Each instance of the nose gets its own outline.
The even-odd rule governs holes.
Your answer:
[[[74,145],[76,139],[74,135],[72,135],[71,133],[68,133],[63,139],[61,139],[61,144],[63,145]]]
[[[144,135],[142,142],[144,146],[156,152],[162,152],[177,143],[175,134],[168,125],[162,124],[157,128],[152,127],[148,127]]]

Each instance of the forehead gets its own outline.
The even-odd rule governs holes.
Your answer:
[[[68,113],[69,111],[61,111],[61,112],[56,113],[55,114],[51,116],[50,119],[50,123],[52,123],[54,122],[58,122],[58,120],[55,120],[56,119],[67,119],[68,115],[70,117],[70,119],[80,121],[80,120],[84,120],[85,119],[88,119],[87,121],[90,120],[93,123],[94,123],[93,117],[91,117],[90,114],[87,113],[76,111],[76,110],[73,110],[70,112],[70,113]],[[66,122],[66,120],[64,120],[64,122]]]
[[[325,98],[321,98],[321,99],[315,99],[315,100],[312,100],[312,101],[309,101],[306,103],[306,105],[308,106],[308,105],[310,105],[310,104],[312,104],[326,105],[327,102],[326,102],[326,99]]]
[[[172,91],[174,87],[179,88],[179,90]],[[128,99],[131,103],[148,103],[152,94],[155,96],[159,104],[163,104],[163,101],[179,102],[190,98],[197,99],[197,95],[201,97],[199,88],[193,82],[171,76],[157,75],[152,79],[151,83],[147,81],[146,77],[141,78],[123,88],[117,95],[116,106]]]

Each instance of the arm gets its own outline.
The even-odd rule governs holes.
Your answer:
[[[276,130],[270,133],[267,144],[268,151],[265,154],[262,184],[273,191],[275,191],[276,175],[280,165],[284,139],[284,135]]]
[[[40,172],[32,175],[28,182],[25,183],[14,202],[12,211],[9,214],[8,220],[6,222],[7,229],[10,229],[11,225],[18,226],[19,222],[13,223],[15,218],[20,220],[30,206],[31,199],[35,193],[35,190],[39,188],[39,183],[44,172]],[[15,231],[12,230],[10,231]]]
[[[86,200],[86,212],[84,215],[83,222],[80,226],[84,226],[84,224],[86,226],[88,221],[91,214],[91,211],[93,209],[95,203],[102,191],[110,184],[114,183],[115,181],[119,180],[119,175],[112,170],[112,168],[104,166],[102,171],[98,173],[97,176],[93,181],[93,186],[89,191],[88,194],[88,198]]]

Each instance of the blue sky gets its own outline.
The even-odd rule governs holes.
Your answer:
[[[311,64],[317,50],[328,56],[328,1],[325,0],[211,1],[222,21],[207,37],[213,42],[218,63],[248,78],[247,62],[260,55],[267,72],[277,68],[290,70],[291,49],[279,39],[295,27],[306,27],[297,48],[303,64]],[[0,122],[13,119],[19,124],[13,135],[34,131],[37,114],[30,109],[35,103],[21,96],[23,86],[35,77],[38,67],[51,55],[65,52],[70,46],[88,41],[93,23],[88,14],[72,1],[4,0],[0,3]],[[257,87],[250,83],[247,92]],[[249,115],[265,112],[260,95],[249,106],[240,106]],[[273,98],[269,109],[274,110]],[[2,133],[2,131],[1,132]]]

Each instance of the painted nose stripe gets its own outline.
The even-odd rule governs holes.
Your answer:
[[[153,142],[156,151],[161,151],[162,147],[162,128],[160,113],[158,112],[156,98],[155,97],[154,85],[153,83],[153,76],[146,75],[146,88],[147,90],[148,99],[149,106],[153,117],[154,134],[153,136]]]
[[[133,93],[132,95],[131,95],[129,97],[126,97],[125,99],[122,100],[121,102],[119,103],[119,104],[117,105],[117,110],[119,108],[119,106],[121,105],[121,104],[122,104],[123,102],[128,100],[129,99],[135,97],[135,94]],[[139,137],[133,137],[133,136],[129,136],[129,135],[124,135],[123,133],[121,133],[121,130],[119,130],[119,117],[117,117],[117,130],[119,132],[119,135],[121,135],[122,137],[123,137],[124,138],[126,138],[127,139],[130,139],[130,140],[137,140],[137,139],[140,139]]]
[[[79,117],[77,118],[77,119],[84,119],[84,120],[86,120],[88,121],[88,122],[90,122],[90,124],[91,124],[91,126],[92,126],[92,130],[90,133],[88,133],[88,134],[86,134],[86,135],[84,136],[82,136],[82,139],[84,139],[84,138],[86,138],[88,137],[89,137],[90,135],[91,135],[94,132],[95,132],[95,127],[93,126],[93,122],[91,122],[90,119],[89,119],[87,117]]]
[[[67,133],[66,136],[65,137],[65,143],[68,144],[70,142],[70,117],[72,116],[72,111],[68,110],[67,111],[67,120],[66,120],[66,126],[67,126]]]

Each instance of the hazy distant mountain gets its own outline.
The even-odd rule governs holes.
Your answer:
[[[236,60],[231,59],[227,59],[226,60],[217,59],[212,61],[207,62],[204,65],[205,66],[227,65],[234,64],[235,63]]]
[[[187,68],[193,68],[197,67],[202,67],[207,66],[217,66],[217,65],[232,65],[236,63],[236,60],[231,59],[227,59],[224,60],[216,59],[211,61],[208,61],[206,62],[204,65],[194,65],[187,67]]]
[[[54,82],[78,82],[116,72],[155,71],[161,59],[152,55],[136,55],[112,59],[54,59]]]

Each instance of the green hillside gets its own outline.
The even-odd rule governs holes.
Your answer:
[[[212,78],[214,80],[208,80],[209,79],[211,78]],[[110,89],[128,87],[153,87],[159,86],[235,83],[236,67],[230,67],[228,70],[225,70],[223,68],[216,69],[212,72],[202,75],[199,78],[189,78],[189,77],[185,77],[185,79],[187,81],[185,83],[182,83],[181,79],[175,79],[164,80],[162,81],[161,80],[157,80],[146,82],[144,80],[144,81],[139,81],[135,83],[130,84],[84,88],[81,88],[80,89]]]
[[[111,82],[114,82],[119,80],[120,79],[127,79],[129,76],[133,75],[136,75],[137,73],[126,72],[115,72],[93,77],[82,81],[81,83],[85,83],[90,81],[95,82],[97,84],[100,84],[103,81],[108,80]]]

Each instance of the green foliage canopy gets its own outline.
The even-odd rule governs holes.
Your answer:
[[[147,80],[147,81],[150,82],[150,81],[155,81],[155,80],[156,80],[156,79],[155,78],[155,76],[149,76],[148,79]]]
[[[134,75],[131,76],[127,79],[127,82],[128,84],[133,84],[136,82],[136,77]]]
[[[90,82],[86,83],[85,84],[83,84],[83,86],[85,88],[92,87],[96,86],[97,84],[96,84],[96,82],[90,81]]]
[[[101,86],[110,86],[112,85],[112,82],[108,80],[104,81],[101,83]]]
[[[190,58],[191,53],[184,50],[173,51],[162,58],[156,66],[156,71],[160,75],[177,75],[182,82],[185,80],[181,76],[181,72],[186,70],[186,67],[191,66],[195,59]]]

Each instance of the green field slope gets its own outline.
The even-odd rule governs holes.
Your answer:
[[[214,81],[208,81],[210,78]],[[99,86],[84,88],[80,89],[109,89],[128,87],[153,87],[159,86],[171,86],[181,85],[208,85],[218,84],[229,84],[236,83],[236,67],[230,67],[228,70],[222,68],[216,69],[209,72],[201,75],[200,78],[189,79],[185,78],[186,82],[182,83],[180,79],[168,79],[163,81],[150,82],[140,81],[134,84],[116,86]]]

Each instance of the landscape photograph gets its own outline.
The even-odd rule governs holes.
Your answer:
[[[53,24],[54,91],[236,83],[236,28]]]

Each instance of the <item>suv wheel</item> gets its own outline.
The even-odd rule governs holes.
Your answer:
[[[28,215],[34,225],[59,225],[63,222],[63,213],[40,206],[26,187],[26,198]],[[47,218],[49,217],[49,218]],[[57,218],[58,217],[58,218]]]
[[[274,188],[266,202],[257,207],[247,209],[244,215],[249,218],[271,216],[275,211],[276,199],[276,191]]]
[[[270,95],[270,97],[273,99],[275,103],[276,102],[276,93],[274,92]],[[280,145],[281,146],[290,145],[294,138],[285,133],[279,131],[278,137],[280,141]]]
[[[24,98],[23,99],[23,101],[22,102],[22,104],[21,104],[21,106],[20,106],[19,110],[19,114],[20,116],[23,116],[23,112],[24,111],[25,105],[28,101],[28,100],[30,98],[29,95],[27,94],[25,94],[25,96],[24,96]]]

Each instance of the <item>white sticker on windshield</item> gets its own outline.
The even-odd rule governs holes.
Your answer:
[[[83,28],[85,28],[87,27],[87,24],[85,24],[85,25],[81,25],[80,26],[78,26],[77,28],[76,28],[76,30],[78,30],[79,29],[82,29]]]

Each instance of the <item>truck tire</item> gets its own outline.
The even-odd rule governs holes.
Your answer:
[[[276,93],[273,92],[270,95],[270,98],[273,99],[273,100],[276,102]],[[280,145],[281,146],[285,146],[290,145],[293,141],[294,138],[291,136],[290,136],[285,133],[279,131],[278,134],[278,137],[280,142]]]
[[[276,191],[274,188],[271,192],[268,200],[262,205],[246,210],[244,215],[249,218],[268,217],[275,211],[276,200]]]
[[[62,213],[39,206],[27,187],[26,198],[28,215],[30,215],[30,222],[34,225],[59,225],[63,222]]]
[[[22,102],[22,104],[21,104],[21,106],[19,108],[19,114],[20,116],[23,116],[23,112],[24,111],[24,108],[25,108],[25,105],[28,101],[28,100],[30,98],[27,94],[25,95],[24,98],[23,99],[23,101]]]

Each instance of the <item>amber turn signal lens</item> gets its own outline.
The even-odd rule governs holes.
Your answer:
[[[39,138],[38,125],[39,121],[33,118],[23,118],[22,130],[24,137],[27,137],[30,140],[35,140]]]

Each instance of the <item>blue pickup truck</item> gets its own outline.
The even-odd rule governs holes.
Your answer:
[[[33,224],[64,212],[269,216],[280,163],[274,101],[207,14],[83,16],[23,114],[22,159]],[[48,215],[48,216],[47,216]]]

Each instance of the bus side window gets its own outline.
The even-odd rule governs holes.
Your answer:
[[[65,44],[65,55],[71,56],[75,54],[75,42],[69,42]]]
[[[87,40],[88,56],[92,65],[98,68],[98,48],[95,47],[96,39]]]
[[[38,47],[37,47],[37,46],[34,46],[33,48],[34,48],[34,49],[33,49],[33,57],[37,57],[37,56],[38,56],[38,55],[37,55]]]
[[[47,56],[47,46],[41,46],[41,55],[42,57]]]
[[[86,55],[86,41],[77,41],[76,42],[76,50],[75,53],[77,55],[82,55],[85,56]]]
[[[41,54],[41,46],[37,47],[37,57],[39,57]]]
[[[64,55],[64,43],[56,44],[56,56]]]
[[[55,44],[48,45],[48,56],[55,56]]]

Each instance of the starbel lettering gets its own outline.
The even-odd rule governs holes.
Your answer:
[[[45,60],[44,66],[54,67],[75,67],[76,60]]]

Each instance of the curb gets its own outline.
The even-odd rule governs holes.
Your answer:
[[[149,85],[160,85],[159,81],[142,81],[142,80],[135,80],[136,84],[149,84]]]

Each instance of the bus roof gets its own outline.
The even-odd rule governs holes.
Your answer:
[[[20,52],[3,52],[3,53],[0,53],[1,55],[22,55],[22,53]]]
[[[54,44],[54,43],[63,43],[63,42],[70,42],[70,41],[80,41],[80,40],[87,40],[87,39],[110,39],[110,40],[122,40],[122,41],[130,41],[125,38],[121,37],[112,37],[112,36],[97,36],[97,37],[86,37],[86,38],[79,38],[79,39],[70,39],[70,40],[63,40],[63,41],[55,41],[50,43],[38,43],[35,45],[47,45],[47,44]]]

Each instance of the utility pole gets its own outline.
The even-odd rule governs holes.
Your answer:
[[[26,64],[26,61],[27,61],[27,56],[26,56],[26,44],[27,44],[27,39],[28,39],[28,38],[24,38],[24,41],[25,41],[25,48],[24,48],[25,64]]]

What this task involves => Exactly repeat the lines from the line that contains "Each instance of the utility" to the end of the entries, both included, and leave out all other lines.

Correct response =>
Each instance of the utility pole gets its own outline.
The even-odd rule governs holes.
Your answer:
[[[26,64],[26,61],[27,61],[27,56],[26,56],[26,44],[27,44],[27,39],[28,39],[28,38],[24,38],[24,41],[25,41],[25,48],[24,48],[25,64]]]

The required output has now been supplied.